(Dataset entries)
========================================================================

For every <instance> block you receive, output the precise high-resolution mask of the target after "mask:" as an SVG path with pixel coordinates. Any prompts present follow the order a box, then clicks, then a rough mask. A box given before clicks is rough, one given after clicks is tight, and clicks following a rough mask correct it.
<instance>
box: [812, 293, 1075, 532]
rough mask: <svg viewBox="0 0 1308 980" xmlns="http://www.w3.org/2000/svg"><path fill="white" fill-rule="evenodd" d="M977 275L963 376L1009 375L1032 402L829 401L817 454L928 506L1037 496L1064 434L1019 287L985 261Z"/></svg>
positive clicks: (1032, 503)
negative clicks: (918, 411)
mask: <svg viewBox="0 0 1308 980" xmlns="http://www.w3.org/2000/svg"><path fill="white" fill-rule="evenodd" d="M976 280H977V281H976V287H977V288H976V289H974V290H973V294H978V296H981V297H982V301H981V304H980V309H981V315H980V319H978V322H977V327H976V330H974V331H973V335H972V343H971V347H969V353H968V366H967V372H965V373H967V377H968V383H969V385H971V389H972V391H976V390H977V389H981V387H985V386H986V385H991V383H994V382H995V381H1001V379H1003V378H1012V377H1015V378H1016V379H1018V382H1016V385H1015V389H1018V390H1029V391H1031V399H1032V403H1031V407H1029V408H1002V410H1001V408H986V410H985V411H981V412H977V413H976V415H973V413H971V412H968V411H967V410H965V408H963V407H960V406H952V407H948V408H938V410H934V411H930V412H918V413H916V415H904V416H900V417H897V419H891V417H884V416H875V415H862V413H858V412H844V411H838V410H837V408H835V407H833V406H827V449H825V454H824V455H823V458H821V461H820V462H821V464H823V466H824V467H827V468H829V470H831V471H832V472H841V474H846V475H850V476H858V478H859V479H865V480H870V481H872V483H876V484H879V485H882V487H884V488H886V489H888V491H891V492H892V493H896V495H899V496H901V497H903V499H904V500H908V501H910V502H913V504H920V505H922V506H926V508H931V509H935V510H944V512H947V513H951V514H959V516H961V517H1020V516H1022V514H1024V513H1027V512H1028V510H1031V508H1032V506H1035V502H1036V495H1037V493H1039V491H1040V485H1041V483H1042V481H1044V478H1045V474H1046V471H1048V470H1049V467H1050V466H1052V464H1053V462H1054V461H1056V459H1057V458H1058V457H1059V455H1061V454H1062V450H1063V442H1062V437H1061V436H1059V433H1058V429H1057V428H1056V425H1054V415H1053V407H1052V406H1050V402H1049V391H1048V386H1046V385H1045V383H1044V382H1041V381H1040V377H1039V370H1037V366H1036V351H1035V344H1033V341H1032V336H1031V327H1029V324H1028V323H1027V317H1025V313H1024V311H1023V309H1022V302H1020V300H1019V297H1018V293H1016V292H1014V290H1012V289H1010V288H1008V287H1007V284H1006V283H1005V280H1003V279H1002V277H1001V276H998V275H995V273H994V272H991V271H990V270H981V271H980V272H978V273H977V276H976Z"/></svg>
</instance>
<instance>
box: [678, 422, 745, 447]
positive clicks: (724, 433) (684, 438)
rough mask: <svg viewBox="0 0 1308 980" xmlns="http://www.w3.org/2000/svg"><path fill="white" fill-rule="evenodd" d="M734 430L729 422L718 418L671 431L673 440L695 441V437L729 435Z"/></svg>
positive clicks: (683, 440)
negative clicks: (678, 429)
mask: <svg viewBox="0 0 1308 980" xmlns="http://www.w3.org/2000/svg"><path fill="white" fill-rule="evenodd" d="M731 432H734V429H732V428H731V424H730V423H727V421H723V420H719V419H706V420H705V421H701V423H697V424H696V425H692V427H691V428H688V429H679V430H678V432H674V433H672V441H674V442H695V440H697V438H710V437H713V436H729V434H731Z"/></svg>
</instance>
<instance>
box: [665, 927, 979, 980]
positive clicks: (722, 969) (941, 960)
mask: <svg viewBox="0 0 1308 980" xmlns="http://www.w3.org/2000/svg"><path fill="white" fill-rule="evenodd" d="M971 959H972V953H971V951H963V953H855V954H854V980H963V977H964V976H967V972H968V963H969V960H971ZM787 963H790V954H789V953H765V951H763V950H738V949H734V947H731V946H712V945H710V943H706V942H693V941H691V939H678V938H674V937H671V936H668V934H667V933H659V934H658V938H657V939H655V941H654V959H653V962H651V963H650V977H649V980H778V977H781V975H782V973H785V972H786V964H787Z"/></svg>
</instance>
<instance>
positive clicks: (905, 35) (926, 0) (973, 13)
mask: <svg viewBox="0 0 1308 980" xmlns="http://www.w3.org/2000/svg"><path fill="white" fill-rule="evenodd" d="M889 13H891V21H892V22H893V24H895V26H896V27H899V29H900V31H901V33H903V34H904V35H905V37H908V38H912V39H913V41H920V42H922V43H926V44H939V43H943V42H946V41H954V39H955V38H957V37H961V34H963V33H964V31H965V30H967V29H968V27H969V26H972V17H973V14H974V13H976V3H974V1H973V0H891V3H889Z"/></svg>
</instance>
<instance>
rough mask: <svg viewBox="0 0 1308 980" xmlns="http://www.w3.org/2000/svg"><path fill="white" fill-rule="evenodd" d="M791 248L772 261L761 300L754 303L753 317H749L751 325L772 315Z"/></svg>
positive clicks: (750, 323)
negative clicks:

========================================================================

The task: From the records above, reproduce exactly the lines from the one with "positive clicks: (683, 440)" to the one with "box: [665, 927, 979, 980]", both included, and no others.

Written answer:
positive clicks: (683, 440)
negative clicks: (678, 429)
mask: <svg viewBox="0 0 1308 980" xmlns="http://www.w3.org/2000/svg"><path fill="white" fill-rule="evenodd" d="M731 432H734V429H732V428H731V424H730V423H727V421H723V420H719V419H706V420H705V421H701V423H697V424H696V425H692V427H691V428H688V429H679V430H678V432H674V433H672V441H674V442H695V440H697V438H710V437H713V436H729V434H731Z"/></svg>
</instance>
<instance>
box: [665, 927, 979, 980]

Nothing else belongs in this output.